Our little fella in this article was keeping his eye on the food and
climbed up an axe handle and soared through the air for the delicious reward. His leap was not based on the possibility that he (or she) may fail. The little fella didn't calculate or hesitate about how he (or she) may get to the other side. Therefore, our little fella risked without pause for what he (or she) desired.

Each time us little fellas climb up our axe handle onto the stage we do so by hurling ourselves into the unknown. If its just for a grain of corn that is enough. We risk failure and we do not hesitate and certainly we cannot calculate. (There has been times were we end up in a mathematical problem and then we quickly work it out and say it, but this is not what I mean). By all means there is no hurry, the little fella didn't rush up the axe and dive dive dive. Alike us we keep our eye on the food and steadily explore and soar. The air is our ground. The heights are the wonder. The sensation is our stimulus. The snapper (photographer) for the little fella that made it all happen for the mouse, he is our watcher too. They snap us every moments we offer. Our snappers make the show.

MATERIAL SUPPLIED

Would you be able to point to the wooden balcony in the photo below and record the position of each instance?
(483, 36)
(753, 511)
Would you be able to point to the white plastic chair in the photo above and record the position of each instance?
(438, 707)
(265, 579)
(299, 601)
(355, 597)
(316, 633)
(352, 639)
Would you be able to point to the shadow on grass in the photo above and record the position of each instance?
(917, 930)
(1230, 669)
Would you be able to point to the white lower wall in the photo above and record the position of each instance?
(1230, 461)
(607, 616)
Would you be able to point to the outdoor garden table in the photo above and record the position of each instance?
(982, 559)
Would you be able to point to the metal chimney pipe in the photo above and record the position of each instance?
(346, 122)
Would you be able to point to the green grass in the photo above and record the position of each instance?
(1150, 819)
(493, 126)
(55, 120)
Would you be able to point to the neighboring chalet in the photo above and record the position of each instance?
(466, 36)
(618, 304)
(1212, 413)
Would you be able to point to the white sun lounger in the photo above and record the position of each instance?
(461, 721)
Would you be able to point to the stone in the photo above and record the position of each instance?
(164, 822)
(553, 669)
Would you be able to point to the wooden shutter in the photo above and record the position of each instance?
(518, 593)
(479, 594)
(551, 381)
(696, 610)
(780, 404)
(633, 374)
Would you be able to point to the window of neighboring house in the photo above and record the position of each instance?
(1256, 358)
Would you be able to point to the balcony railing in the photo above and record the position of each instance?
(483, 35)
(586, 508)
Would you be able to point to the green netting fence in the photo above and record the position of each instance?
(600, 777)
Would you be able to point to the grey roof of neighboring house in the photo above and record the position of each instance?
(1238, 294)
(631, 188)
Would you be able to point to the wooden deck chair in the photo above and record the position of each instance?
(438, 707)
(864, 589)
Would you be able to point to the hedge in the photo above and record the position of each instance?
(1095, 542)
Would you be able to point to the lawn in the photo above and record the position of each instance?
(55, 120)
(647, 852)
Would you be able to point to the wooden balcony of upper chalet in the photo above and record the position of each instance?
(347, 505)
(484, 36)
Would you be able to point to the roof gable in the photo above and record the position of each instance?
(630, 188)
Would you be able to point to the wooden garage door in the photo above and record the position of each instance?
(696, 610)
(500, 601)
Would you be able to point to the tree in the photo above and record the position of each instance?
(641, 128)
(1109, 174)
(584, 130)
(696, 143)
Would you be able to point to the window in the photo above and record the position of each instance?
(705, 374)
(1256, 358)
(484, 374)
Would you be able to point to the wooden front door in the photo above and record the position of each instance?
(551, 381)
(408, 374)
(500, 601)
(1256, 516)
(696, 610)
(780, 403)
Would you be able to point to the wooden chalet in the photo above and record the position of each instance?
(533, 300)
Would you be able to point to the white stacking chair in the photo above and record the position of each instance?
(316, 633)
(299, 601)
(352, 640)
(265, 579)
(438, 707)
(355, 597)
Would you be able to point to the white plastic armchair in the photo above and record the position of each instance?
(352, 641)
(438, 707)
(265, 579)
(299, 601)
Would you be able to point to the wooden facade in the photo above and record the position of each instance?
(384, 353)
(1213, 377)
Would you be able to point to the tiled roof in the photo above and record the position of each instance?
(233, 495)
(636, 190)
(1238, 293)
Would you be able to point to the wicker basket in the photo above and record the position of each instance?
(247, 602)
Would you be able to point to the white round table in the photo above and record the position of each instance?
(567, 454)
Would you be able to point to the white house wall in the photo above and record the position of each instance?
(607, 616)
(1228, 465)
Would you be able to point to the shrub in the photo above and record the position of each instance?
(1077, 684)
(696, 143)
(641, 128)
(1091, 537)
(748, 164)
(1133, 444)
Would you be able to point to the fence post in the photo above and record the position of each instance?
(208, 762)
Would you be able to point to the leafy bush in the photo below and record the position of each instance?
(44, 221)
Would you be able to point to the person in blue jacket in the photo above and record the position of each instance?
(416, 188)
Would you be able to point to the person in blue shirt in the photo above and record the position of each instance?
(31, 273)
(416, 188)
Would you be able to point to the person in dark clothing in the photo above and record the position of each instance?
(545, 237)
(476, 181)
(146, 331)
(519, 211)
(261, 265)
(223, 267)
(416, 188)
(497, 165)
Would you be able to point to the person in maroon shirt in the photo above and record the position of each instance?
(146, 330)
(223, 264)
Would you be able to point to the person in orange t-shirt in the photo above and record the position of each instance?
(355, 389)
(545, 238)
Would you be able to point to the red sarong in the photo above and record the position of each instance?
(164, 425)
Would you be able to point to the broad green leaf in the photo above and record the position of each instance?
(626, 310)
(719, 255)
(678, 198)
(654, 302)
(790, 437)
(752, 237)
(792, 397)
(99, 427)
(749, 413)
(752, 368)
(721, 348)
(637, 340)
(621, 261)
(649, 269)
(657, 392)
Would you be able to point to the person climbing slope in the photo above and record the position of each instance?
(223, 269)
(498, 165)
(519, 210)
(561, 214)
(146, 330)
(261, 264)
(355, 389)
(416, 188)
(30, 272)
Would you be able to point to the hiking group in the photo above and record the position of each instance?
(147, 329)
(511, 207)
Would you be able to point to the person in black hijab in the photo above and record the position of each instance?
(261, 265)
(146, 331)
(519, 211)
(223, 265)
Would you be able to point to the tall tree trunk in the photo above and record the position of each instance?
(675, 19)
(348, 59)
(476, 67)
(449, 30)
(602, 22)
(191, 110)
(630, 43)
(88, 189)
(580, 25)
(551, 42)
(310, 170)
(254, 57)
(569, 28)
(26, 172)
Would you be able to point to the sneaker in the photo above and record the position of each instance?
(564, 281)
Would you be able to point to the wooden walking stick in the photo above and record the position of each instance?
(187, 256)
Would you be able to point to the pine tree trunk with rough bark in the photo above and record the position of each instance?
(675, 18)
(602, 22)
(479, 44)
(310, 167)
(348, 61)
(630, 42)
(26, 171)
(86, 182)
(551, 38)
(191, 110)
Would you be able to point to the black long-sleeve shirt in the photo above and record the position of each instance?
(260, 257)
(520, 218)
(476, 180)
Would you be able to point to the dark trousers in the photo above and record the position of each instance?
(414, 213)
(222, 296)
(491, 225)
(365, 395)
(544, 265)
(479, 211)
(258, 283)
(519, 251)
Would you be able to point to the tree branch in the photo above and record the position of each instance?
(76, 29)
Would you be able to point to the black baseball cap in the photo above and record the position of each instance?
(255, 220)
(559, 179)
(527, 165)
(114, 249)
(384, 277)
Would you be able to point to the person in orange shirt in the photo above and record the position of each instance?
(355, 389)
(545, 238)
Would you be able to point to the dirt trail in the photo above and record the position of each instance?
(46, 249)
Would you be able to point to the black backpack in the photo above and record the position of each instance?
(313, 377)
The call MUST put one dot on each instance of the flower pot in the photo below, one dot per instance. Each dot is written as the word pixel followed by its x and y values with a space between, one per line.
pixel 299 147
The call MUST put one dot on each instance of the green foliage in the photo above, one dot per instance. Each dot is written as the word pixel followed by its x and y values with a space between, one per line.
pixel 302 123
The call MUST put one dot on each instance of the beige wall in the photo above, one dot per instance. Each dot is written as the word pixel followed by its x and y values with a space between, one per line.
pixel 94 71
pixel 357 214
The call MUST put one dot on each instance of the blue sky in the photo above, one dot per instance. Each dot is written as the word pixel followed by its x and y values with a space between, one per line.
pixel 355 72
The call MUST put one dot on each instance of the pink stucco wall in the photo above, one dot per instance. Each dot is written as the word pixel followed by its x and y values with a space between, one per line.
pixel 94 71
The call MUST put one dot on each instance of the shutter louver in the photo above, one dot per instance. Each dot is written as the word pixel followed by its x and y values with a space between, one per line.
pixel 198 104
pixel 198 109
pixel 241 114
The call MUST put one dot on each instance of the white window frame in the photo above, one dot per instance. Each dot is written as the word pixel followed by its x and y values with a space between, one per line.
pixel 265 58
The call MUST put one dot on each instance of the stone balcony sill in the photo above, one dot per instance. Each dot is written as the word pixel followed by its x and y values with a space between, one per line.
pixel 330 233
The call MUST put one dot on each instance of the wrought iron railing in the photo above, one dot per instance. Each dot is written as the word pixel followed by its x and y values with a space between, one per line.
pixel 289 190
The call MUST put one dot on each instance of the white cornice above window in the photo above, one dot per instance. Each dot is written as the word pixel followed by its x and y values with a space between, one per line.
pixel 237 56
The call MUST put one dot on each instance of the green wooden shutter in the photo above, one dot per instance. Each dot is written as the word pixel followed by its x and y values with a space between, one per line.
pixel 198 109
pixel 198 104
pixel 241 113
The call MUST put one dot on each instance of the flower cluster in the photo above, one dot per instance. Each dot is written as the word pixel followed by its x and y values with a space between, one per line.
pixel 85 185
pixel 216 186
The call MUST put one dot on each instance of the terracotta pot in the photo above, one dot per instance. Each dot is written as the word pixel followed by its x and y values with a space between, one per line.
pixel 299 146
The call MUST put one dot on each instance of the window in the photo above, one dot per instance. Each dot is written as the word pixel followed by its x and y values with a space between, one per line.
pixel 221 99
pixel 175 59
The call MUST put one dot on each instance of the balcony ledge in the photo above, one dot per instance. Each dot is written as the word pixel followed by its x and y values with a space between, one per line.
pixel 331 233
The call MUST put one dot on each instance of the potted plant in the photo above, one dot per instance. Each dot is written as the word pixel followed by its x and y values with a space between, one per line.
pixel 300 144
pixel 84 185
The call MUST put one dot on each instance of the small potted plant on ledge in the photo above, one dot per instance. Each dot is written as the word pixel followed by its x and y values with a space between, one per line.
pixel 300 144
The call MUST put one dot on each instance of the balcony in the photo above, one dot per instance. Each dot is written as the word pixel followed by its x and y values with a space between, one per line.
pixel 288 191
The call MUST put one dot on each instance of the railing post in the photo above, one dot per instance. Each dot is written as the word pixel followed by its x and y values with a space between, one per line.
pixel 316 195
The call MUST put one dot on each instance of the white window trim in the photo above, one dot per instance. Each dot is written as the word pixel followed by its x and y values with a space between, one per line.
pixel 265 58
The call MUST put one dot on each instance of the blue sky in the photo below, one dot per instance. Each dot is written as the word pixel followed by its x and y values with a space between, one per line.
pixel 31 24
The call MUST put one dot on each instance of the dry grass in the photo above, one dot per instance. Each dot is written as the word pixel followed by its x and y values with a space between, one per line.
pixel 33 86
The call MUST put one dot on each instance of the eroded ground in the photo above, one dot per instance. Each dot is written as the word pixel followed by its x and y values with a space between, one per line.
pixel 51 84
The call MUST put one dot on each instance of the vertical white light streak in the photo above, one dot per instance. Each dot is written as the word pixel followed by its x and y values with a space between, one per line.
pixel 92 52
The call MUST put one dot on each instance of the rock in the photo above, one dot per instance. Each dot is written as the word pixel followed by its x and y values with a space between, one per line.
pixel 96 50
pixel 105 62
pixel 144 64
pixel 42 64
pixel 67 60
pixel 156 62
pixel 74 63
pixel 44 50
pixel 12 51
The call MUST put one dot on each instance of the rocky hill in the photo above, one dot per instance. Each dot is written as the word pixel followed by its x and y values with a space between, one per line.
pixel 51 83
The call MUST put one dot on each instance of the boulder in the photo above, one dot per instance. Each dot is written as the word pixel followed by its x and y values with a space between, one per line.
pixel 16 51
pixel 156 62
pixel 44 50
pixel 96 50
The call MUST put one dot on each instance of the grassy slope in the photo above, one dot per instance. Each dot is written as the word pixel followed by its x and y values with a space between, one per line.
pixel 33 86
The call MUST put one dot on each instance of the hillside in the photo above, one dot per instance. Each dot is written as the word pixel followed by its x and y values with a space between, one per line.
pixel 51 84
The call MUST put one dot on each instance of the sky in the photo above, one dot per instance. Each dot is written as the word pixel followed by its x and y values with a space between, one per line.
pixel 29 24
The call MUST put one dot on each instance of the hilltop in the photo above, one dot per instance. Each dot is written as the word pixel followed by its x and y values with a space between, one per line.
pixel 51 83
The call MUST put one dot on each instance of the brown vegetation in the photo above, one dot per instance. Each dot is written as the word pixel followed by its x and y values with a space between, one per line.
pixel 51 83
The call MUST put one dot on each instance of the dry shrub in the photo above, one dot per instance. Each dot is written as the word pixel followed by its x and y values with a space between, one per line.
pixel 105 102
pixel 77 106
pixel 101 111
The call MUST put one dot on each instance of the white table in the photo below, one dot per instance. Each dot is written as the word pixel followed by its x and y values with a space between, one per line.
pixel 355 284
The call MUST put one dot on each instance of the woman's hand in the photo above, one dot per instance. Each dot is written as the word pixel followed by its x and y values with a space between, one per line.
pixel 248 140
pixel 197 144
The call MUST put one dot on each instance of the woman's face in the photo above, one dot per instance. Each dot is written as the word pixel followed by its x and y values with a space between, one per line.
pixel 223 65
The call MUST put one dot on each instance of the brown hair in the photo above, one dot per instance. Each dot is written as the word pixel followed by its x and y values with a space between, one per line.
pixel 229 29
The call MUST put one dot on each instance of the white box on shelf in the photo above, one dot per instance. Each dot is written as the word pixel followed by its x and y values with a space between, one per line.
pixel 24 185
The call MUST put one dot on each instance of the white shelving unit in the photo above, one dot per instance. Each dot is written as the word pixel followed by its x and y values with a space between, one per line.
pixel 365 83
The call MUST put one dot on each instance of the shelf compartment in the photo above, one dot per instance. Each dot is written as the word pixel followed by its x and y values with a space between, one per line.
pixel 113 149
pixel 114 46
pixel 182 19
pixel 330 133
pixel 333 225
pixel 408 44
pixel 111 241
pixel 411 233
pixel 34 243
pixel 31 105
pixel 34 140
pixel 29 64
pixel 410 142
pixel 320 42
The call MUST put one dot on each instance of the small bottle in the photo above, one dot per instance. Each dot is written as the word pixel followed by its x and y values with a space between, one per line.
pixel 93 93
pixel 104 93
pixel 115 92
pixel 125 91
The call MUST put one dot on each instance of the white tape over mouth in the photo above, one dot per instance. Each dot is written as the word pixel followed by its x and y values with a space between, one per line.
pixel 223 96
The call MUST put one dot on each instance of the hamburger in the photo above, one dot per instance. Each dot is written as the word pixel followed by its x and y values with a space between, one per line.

WORK TO BE COMPLETED
In the text about the little fella's leap, what did the little fella climb up before soaring through the air?

RESULT OF THE EXERCISE
An axe handle.